**Prompt:**
Look for the line containing "Target: dark parked car" in the records below. Then output it and all the lines that follow, exactly and without any others.

**Available records:**
* * *

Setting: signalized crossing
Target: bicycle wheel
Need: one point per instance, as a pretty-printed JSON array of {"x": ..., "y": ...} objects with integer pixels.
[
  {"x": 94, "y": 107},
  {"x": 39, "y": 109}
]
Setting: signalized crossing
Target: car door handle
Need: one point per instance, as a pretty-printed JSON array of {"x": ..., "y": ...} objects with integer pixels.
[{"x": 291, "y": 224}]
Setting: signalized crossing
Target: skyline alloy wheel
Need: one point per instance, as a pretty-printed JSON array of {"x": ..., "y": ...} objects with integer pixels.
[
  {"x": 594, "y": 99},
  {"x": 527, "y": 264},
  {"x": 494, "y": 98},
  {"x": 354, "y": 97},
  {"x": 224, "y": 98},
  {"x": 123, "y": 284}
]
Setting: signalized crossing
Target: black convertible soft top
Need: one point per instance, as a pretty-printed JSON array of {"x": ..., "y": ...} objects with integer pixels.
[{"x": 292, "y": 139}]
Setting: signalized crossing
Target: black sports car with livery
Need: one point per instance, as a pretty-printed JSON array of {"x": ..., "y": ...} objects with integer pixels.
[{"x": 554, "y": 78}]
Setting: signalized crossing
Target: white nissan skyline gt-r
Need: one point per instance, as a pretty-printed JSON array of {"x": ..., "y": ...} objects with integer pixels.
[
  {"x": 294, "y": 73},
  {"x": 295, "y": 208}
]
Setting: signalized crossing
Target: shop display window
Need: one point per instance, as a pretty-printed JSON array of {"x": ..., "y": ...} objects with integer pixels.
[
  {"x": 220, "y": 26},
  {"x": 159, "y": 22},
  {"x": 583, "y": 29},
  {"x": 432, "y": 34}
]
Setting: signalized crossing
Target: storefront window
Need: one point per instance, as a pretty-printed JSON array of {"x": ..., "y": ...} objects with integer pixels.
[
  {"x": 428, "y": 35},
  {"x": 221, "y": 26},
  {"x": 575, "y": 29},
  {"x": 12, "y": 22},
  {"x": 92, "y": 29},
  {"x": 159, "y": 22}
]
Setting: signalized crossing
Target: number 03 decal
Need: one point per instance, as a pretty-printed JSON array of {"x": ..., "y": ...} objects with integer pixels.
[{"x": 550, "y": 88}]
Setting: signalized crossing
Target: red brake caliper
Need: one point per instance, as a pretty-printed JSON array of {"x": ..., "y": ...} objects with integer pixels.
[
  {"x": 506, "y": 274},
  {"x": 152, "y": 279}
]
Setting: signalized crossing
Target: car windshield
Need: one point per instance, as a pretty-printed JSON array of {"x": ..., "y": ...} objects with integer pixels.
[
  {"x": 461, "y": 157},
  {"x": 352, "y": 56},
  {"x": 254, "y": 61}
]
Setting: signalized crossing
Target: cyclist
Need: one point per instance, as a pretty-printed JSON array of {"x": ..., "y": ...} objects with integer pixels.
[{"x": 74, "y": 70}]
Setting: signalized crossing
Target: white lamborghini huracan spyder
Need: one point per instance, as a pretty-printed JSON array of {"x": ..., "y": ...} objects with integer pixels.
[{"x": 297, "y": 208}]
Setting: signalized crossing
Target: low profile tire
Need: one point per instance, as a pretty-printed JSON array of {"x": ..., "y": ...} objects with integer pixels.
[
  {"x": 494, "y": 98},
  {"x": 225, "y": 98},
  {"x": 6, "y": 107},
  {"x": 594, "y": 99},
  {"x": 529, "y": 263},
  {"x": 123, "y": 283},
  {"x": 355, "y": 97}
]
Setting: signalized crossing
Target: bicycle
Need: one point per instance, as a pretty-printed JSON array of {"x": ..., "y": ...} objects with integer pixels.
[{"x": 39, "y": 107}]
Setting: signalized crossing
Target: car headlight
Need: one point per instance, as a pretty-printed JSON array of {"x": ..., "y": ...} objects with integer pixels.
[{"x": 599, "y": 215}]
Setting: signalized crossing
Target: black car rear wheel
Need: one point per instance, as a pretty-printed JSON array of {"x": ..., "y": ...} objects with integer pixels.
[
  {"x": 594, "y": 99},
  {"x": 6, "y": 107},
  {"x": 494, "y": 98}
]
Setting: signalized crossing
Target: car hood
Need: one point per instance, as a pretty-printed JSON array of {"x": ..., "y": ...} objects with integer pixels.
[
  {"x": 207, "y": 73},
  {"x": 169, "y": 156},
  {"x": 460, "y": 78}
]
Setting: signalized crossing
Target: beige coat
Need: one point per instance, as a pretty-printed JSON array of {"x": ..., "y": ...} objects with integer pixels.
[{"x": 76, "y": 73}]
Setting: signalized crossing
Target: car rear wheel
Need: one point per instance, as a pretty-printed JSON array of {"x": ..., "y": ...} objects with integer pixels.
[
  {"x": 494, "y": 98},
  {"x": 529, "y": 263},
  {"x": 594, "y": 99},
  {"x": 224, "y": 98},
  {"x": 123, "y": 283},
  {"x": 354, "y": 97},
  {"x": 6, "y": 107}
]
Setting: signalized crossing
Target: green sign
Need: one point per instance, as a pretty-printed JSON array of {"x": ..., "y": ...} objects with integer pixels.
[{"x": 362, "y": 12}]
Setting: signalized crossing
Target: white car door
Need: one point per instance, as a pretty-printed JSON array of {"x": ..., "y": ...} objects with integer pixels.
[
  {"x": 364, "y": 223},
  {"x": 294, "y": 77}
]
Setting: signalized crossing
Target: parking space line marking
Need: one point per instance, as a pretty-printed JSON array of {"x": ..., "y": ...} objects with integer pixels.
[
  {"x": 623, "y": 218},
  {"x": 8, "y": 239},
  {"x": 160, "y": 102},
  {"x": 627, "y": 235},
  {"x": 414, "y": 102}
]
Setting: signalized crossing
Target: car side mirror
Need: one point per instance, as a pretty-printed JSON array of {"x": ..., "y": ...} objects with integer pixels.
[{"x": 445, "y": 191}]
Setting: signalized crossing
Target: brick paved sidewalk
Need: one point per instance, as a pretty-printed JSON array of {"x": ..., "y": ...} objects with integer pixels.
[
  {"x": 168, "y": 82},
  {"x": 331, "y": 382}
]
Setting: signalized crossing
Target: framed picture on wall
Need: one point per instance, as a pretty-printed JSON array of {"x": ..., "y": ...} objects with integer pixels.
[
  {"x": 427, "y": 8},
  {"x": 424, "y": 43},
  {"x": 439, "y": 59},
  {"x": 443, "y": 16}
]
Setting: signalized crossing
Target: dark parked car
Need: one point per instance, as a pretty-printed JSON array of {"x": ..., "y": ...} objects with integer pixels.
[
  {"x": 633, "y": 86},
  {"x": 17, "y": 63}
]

* * *

**Solution for this problem:**
Target: dark parked car
Need: one point per instance, as a pretty-printed JSON array of {"x": ..., "y": ...} objects with integer pixels.
[
  {"x": 633, "y": 86},
  {"x": 17, "y": 63}
]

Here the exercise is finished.